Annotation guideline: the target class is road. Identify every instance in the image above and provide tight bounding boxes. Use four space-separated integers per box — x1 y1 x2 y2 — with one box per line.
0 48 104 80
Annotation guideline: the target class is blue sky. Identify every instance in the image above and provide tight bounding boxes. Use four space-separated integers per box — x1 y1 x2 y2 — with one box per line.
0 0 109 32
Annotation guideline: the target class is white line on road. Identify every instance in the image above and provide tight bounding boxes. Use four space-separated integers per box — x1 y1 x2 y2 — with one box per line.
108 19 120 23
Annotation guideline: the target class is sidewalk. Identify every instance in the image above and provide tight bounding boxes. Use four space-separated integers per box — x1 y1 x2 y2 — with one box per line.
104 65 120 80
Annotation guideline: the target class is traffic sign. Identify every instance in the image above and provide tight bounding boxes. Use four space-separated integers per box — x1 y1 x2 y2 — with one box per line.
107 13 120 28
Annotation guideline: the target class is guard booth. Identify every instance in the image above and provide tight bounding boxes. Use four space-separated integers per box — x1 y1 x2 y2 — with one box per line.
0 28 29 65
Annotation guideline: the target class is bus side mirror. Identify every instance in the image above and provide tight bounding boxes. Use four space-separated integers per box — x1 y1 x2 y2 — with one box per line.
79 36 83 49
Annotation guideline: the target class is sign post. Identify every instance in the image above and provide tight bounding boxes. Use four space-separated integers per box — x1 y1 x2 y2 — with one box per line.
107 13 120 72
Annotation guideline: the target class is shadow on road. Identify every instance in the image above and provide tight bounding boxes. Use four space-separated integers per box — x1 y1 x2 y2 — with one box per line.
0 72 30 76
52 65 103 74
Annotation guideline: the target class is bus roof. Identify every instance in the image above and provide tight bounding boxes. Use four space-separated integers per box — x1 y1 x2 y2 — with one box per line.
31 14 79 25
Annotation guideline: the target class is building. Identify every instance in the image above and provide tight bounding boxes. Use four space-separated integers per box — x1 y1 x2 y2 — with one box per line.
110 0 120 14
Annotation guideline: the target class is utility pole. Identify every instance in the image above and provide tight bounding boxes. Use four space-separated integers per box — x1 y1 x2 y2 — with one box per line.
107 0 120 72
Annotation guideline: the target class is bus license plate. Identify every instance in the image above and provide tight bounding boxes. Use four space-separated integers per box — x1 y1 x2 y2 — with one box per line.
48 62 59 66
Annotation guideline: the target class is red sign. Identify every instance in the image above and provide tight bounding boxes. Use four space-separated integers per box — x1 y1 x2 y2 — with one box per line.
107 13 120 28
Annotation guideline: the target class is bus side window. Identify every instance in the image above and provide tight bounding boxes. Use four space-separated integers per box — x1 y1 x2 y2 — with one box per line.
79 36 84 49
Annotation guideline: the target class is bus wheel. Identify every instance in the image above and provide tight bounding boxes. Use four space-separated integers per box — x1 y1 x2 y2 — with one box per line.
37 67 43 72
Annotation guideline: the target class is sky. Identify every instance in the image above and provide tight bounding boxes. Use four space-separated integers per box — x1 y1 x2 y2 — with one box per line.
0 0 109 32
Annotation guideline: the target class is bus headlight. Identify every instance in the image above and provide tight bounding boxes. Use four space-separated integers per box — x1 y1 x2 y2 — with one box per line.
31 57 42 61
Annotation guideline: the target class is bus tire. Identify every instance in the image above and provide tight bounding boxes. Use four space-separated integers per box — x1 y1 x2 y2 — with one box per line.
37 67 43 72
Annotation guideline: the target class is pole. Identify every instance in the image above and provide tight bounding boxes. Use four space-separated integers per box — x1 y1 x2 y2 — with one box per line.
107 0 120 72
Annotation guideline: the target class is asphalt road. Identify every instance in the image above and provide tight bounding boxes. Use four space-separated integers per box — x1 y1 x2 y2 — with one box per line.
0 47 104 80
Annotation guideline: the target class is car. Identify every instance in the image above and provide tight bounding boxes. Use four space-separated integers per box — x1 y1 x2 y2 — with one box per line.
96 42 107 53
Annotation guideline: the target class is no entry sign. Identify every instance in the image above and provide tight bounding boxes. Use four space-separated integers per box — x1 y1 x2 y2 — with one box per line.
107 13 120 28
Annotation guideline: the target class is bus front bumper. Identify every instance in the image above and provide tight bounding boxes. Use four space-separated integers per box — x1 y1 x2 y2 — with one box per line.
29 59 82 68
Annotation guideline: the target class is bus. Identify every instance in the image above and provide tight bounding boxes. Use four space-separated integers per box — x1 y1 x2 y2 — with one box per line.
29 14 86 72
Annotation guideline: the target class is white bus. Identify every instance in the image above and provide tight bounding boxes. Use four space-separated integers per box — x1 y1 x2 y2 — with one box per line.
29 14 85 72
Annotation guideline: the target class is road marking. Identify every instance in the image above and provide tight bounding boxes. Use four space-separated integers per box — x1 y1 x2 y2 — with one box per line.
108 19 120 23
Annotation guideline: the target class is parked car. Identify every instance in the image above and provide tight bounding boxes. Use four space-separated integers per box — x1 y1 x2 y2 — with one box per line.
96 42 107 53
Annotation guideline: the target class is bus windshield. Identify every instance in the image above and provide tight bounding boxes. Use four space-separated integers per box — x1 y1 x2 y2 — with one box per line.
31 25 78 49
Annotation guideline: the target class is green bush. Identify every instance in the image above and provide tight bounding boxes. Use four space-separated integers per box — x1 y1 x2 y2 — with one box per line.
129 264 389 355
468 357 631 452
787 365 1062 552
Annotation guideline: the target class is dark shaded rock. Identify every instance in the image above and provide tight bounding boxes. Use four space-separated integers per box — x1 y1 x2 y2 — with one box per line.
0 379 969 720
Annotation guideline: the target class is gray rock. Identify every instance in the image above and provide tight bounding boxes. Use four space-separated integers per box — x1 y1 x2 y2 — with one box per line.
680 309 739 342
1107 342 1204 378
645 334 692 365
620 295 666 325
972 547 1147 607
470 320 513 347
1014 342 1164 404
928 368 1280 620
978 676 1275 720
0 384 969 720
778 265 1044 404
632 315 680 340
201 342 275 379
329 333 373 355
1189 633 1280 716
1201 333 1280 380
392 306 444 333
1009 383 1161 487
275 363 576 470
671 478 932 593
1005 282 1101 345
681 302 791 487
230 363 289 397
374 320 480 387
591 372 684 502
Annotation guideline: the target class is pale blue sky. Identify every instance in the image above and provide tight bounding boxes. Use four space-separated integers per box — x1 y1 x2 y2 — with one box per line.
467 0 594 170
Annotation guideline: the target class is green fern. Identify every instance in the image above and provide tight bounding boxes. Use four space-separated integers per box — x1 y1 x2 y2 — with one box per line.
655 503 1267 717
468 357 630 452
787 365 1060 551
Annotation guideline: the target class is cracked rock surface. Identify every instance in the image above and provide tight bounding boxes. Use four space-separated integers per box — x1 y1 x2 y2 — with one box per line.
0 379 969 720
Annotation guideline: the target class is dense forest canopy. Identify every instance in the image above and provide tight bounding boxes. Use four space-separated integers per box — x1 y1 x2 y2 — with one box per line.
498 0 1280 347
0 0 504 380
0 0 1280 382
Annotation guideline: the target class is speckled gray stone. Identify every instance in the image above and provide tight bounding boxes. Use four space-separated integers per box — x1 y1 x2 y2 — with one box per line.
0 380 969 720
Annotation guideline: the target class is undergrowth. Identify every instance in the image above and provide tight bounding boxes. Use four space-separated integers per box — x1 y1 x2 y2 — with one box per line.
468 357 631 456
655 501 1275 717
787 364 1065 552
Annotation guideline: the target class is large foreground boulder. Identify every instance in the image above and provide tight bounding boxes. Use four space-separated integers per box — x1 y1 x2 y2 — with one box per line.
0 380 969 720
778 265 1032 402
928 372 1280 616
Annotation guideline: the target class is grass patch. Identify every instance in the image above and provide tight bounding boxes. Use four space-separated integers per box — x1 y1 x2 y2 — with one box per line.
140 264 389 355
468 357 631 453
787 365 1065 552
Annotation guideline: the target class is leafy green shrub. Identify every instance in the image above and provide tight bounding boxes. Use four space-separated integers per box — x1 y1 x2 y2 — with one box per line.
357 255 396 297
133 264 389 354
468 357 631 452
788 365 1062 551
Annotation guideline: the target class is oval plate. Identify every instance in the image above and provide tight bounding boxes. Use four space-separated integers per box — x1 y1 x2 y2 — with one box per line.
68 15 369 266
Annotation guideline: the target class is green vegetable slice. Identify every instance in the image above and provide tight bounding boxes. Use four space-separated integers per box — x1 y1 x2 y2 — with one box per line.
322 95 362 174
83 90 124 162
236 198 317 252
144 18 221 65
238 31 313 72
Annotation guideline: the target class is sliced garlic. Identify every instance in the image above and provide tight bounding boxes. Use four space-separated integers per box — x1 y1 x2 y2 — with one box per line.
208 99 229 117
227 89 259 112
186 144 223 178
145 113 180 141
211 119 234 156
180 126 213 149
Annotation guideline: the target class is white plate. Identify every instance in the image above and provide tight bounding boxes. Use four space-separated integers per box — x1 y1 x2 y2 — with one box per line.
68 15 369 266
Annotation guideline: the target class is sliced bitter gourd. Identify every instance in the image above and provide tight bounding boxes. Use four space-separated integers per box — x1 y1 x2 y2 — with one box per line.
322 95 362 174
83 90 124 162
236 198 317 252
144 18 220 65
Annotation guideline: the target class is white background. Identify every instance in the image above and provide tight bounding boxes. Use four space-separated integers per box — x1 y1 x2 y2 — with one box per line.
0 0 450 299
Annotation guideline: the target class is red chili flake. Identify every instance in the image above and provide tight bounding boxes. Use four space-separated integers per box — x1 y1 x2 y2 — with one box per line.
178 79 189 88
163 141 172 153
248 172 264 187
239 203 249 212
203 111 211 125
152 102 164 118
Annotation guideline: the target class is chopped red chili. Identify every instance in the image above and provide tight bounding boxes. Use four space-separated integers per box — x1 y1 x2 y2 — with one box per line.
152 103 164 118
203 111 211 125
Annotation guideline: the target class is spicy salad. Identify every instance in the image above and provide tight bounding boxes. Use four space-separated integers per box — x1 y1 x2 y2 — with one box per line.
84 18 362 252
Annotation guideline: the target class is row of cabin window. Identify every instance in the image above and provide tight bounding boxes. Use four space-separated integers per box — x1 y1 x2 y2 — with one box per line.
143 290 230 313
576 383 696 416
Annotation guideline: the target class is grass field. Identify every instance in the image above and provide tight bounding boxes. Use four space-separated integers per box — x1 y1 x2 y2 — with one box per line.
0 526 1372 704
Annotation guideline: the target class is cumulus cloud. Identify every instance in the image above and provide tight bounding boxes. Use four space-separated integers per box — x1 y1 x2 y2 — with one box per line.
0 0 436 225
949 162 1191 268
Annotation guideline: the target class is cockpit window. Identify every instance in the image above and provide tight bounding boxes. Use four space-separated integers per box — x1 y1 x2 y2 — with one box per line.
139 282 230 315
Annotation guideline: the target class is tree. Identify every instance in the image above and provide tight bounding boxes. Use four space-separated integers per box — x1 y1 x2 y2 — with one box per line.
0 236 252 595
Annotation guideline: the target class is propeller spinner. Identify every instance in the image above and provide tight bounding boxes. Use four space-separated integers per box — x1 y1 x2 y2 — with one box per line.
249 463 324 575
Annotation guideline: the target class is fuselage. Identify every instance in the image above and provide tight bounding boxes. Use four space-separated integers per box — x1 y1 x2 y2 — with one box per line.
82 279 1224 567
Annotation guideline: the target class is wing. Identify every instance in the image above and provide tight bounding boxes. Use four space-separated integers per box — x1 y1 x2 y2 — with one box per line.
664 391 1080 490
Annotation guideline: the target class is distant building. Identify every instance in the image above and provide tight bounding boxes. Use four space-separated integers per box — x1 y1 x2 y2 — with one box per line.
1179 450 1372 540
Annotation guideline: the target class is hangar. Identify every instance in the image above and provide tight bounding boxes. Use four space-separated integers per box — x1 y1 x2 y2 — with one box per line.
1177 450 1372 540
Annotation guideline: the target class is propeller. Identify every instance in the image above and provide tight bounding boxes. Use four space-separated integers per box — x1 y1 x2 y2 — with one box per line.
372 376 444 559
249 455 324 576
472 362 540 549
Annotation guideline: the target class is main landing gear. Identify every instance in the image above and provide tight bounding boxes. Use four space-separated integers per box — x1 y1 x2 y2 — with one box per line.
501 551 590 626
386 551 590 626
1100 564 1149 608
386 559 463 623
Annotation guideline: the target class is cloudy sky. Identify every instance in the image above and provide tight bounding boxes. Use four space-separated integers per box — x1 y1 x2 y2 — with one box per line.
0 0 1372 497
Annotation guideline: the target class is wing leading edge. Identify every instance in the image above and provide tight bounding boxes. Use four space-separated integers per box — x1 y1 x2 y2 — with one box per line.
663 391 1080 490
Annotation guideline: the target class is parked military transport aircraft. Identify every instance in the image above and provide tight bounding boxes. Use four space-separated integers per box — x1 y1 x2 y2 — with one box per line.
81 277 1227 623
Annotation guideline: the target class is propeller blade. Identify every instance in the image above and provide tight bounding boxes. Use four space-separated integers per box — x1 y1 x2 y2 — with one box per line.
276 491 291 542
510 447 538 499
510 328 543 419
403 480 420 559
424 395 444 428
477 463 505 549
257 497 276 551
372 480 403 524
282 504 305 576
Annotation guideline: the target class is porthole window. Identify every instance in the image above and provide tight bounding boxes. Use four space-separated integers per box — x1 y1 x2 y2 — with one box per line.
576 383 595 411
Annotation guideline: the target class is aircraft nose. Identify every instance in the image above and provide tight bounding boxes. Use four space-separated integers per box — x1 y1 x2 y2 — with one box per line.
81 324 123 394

* What is required *
Gather every line of the records above that contains the word "salad", and copy each one in full. Case counts.

* Response below *
Annotation guideline: the target class is spicy salad. Identify every instance in the image above and provide tight bounding boxes. Use four space-separated integers per box — x1 y1 x2 y2 — with one box per line.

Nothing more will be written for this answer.